[WHAT THIS TASK INVOLVES]: Retype the records below from the line with "In this exercise you will locate the window" to the line with "In this exercise you will locate the blue", including both of those lines, and keep every character unchanged.

[TASK MATERIAL]:

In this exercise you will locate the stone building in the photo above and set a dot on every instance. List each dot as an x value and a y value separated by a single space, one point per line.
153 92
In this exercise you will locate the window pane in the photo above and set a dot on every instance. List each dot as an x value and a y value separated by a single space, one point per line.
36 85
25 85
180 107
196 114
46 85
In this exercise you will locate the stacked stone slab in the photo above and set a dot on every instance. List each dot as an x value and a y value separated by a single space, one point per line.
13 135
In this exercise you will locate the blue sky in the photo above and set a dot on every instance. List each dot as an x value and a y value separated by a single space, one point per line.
--
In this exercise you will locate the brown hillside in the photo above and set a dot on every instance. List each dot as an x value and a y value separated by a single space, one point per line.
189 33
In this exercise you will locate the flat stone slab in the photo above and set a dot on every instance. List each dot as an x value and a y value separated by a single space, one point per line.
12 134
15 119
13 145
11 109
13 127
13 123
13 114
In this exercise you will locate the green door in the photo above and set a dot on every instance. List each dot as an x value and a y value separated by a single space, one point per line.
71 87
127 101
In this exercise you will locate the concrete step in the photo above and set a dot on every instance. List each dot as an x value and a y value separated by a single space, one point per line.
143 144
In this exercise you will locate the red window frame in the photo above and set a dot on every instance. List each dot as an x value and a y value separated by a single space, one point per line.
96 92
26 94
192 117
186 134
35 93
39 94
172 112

[EXPECTED ANSWER]:
In this exercise you will locate the window pane in the photo above and set a dot on every instance. List each dot as an x value and a y value separated by a single space, one point per line.
36 85
25 85
180 107
196 114
46 85
In this exercise you will locate the stacked stone slab in the photo above and set a dot on every instance. List each dot as an x value and a y value separated by a single space, one point per line.
13 135
In this exercise you will locate the blue sky in the photo above and set a dot on every instance. List each dot as an x value and a y value separated by a single space, one point per line.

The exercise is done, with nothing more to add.